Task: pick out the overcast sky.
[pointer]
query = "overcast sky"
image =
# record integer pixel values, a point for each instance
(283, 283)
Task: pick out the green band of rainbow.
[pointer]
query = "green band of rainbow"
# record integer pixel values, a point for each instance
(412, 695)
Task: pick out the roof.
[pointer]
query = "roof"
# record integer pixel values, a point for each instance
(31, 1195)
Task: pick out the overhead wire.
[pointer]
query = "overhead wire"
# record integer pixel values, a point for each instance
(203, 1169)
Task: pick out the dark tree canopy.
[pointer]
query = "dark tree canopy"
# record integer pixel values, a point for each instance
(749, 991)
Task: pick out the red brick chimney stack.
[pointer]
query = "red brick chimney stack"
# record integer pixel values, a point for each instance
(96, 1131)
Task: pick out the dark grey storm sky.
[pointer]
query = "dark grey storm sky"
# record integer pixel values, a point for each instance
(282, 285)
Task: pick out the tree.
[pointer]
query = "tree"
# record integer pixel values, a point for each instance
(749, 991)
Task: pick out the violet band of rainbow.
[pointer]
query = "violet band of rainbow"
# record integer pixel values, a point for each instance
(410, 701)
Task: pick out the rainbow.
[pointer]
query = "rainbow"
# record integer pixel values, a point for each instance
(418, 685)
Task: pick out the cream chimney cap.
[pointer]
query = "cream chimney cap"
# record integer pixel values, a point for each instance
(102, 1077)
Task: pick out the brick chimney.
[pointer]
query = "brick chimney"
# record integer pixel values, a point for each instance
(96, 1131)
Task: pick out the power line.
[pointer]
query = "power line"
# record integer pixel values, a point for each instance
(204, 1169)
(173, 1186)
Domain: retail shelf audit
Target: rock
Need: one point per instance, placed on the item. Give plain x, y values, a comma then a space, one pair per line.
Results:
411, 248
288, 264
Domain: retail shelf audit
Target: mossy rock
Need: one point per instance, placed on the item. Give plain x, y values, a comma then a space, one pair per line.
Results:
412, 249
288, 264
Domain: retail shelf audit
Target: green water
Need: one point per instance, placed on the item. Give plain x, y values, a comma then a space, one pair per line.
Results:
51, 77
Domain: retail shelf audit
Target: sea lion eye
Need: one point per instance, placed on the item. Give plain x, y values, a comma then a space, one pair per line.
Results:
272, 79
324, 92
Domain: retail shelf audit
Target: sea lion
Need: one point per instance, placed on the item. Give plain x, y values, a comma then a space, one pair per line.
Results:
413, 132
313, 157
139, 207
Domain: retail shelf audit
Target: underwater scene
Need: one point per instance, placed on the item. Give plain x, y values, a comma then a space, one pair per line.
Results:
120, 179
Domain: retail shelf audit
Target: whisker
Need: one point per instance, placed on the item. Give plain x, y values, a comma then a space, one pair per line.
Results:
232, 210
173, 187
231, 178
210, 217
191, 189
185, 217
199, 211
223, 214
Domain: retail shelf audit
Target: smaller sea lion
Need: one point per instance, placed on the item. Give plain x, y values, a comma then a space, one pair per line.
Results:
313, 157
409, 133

....................

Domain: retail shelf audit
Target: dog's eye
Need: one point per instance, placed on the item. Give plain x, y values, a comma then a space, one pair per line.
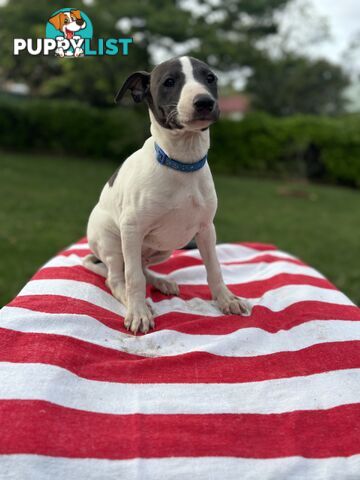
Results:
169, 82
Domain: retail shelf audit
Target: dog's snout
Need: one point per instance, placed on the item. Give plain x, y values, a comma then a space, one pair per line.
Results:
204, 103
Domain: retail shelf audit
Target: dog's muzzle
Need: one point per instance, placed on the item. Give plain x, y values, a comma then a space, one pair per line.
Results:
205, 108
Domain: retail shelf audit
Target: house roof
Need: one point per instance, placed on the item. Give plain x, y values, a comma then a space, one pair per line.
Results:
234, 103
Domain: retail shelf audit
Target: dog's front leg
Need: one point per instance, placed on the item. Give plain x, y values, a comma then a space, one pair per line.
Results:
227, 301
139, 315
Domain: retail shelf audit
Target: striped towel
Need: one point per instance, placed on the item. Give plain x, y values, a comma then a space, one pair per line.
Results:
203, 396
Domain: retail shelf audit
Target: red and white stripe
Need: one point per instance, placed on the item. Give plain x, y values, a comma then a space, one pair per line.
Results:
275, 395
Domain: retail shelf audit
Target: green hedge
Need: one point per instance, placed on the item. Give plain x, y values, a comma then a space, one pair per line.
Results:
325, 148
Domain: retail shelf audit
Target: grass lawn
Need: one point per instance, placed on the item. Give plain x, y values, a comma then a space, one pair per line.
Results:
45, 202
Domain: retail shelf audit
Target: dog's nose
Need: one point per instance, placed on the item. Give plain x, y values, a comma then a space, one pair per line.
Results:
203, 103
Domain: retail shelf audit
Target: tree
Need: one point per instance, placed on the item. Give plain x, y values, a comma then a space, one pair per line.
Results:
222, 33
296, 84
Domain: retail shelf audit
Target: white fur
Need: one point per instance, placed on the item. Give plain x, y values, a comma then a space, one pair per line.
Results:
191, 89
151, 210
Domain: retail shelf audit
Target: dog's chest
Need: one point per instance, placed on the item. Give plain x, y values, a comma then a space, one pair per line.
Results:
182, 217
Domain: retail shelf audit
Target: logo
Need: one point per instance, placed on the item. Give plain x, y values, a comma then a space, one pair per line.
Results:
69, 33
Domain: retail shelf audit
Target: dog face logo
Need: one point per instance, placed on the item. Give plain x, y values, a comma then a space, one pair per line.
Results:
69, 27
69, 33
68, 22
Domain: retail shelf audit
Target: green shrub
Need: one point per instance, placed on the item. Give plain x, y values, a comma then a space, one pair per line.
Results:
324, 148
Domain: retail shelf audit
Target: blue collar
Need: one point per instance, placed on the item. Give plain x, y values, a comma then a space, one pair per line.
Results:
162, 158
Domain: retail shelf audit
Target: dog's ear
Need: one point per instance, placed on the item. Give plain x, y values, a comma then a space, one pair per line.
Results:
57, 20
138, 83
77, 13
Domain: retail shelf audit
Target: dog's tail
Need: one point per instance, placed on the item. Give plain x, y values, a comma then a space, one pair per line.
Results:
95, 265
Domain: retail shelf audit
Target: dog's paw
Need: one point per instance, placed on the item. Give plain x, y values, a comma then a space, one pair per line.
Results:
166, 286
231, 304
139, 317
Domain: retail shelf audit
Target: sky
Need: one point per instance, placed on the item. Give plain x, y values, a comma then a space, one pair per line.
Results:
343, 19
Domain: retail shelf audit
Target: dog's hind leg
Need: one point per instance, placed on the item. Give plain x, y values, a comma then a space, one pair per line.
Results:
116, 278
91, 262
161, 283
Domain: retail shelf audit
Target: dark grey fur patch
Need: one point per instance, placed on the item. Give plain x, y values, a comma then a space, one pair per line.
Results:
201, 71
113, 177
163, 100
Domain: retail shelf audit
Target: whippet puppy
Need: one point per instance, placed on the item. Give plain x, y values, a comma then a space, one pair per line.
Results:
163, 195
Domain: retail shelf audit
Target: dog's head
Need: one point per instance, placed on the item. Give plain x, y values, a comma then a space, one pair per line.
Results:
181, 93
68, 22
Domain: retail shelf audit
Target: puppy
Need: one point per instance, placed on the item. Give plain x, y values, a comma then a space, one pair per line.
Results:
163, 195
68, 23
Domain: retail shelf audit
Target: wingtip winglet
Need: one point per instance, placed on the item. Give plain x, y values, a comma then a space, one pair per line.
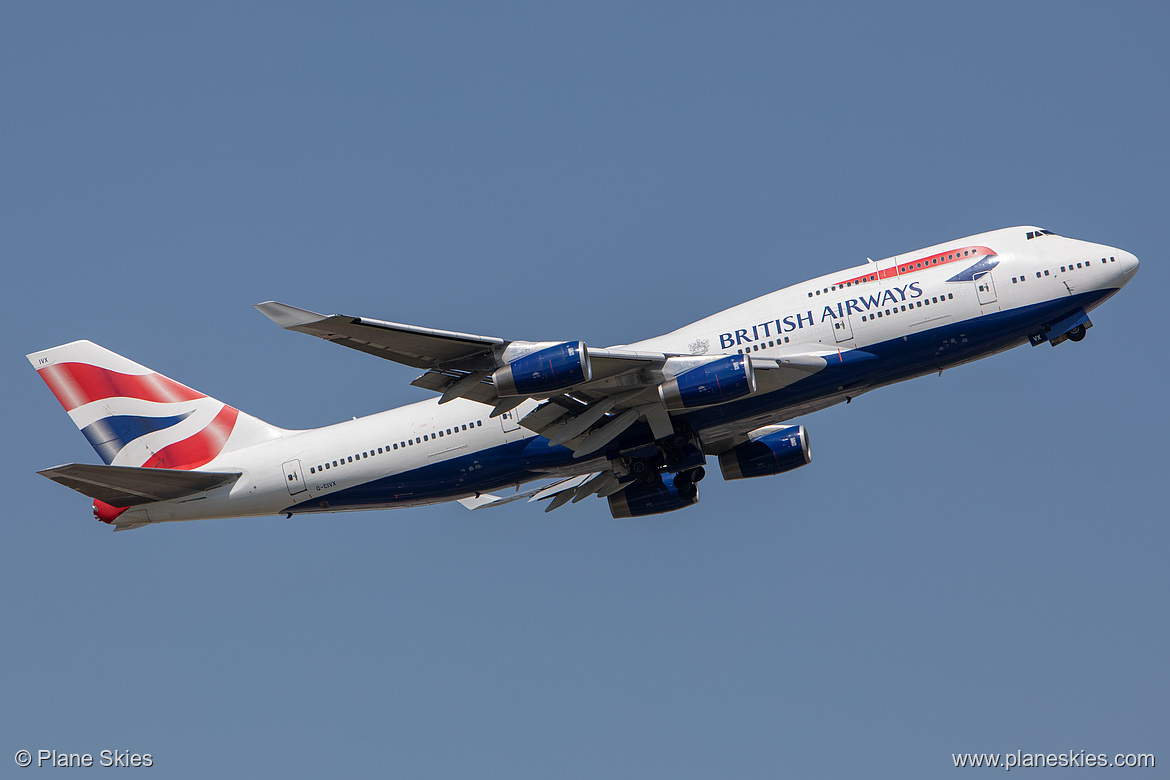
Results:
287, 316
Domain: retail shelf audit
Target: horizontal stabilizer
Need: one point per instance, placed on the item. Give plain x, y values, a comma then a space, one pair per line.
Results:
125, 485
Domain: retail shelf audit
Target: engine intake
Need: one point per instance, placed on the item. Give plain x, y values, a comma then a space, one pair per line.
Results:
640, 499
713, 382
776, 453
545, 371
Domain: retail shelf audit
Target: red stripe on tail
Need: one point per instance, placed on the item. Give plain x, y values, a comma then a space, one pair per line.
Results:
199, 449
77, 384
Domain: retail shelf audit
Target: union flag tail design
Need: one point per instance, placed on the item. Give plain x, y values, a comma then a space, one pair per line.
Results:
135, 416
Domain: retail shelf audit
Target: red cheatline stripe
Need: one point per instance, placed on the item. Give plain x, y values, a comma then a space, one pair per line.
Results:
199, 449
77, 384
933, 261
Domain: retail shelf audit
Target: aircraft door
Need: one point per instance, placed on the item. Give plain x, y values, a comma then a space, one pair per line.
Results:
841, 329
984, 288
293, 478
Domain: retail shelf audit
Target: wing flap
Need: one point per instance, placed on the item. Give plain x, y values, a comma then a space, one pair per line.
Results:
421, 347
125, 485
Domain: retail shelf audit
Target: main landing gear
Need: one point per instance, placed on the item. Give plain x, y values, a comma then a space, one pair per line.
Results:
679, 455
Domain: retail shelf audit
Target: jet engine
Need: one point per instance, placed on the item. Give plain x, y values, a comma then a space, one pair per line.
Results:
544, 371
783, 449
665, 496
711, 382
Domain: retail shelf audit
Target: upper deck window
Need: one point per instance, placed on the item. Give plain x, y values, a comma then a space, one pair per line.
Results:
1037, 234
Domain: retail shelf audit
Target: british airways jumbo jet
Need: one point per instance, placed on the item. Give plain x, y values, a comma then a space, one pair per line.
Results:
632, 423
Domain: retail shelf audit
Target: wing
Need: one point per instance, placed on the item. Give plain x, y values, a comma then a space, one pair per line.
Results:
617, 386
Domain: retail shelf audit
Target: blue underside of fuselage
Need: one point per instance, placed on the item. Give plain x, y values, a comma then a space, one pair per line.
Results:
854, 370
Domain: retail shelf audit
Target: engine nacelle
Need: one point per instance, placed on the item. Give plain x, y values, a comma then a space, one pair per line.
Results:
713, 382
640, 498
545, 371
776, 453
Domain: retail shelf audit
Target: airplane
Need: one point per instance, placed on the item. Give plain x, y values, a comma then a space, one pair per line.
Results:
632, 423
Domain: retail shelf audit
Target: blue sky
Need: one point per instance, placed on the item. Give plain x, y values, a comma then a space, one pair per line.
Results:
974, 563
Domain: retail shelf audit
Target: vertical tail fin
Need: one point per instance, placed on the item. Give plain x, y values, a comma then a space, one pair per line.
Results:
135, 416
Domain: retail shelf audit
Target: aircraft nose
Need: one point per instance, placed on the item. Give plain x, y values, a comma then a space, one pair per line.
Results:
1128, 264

....................

Task details
Which lines of the data above contain the string "tree"? Extract each such line in full, matching case exactly.

Exercise result
Task: pick out the dark tree canopy.
query = "dark tree canopy"
Task: pick out the tree.
query = "tree"
Target: tree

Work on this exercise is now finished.